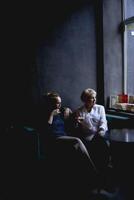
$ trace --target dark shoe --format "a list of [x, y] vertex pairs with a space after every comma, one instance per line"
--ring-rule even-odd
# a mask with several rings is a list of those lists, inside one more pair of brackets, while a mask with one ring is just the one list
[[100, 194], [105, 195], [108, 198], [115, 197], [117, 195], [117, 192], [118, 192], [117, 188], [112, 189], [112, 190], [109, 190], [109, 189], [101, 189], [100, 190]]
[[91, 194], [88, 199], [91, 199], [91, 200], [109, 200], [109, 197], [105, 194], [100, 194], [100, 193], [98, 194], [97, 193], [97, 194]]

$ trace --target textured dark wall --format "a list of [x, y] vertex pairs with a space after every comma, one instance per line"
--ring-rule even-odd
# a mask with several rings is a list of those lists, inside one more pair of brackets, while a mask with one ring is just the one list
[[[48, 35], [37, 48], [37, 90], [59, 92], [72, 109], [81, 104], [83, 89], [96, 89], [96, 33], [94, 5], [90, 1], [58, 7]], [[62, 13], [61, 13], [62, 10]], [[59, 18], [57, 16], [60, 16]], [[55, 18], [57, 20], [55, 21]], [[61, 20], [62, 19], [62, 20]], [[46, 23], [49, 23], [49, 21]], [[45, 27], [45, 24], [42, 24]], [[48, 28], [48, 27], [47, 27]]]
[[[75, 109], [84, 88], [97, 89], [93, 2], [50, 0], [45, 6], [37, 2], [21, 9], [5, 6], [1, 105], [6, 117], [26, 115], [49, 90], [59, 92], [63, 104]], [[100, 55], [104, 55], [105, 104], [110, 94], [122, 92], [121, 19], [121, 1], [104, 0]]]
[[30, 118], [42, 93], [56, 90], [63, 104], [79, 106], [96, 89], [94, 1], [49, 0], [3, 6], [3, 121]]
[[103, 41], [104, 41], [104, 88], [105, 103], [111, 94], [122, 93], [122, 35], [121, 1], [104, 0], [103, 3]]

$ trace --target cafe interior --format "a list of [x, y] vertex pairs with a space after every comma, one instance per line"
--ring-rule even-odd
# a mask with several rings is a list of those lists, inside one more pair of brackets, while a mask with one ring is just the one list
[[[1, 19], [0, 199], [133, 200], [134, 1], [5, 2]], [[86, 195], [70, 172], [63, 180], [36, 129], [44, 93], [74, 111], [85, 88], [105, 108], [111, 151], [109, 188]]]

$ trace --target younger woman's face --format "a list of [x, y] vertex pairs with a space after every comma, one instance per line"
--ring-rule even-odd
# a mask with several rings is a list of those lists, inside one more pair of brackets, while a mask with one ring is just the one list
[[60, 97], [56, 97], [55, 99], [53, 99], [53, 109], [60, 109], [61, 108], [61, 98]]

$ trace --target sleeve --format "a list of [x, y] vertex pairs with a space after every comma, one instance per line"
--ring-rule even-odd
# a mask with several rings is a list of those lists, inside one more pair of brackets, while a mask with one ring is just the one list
####
From the entries above, write out every line without a single change, skipping the images.

$ trace --target dark shoe --format "a list of [x, y] vertex pairs with a space after every comma, one instance per line"
--ring-rule even-odd
# a mask with several rings is a list of those lists, inside one more pair of brackets, while a mask with one ring is just the one list
[[100, 194], [105, 195], [108, 198], [115, 197], [117, 195], [117, 192], [118, 192], [117, 188], [112, 189], [112, 190], [109, 190], [109, 189], [101, 189], [100, 190]]
[[91, 194], [88, 199], [91, 199], [91, 200], [109, 200], [109, 197], [105, 194], [100, 194], [100, 193], [98, 194], [97, 193], [97, 194]]

$ trace --target textured dark wall --format "a list of [x, y] vertex pairs with a space after every comma, one instance per line"
--ring-rule even-odd
# a mask with several rings is a list of those lists, inside one more pair of brackets, while a mask with one ring is just the one list
[[[48, 35], [37, 48], [37, 90], [59, 92], [72, 109], [81, 104], [83, 89], [96, 89], [96, 33], [94, 5], [90, 1], [58, 7]], [[62, 13], [61, 13], [62, 10]], [[59, 18], [57, 16], [60, 16]], [[55, 18], [57, 20], [55, 21]], [[61, 20], [62, 19], [62, 20]], [[46, 23], [49, 23], [49, 21]], [[45, 27], [45, 24], [42, 24]], [[48, 28], [48, 27], [47, 27]]]
[[[75, 109], [84, 88], [97, 89], [93, 2], [50, 0], [45, 6], [37, 2], [21, 9], [5, 6], [1, 105], [6, 117], [26, 115], [49, 90], [59, 92], [63, 104]], [[100, 55], [104, 55], [105, 104], [110, 94], [122, 92], [121, 19], [121, 1], [104, 0]]]
[[30, 118], [42, 93], [56, 90], [63, 104], [79, 106], [96, 89], [94, 1], [49, 0], [3, 6], [3, 121]]
[[103, 41], [104, 41], [104, 88], [105, 103], [111, 94], [122, 93], [122, 35], [121, 1], [104, 0], [103, 3]]

$ trace --target cafe interior --format "a list of [x, y] vertex pairs with a space after every comma, one instance per line"
--ring-rule even-odd
# a mask with several rings is a list of those lists, inside one more pair of brackets, while a mask with one ring is just the one list
[[[1, 19], [0, 199], [133, 200], [134, 1], [5, 2]], [[86, 195], [70, 172], [63, 180], [36, 129], [44, 93], [74, 111], [85, 88], [105, 108], [111, 151], [109, 188]]]

$ trace --target younger woman's face --format "a list of [x, y] vertex pairs with a space after every comma, one instance per line"
--ring-rule even-odd
# a mask with several rings is a list of those lists, inside one more pair of brackets, while a mask with one ring is just the one list
[[60, 97], [56, 97], [55, 99], [53, 99], [53, 109], [60, 109], [61, 108], [61, 98]]

$ trace --target sleeve --format "a list of [x, y] vertex pairs with a space after every comma, one instance per line"
--ring-rule even-odd
# a mask with several rings is a list of those lists, inside one more pair of brackets, while a mask with one ring is just the one list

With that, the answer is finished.